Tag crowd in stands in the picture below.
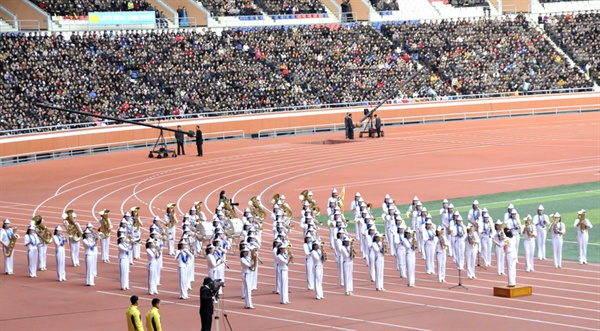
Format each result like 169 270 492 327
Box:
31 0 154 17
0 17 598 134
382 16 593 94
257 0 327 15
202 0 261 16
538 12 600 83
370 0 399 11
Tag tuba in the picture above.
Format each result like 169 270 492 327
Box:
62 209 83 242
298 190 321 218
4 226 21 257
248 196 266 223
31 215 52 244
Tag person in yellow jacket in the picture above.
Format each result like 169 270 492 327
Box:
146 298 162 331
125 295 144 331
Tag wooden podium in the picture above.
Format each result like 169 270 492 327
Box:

========================================

PROBLEM REQUIREMENTS:
Rewrite every one of the records above with "Tag" replaced by "Outline" and all else left unchanged. Leave the pictures out.

EXPECTED ANSWER:
Outline crowd in stands in the picture below.
Format each result like 169 270 492 327
Box:
31 0 154 17
0 17 598 134
382 16 593 94
257 0 327 15
202 0 261 16
538 12 600 83
370 0 399 11
Outline tuba in the picture above.
Format each result like 169 270 492 327
Box:
62 209 83 242
298 190 321 218
4 226 21 257
248 196 266 223
31 215 52 244
Outline person in yellow jacket in the picture above.
Format each result like 169 270 492 327
Box:
146 298 162 331
125 295 144 331
Outline wooden podium in the picture above.
Format each result like 169 270 492 327
Box:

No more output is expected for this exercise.